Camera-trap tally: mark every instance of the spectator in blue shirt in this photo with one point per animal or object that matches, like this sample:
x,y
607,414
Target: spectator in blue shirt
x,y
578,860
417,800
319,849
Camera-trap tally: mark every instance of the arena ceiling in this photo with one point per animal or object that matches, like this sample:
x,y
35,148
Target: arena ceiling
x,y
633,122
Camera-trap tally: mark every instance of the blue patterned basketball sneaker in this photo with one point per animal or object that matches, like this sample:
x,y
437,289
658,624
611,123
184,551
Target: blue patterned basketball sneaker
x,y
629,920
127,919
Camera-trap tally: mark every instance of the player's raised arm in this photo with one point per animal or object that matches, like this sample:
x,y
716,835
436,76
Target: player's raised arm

• **About this exercise**:
All of the material is to be given again exactly.

• **Output for this exercise**:
Camera-trap tally: mark every instance of the spectator in blue shirt in this photo with one point per animal or object that matches, like this sample:
x,y
607,414
Target: spectator in blue shirt
x,y
578,860
417,800
319,849
Camera-trap tally: mark every instance of the arena ceiling in this photo with one point per animal or object that matches, like this sample:
x,y
35,148
Target: arena ceiling
x,y
633,122
Camera-trap tally: mark every instance of the blue patterned basketball sneaker in this photo with one point per animal or object that matches, like this sample:
x,y
437,289
658,624
611,123
184,551
Target: blue patterned basketball sneaker
x,y
629,920
127,919
Camera-trap tally: mark every instance of the player's raised arm in this photo with one point per animal or object that matches, like this sample:
x,y
716,835
436,76
Target: player's raised arm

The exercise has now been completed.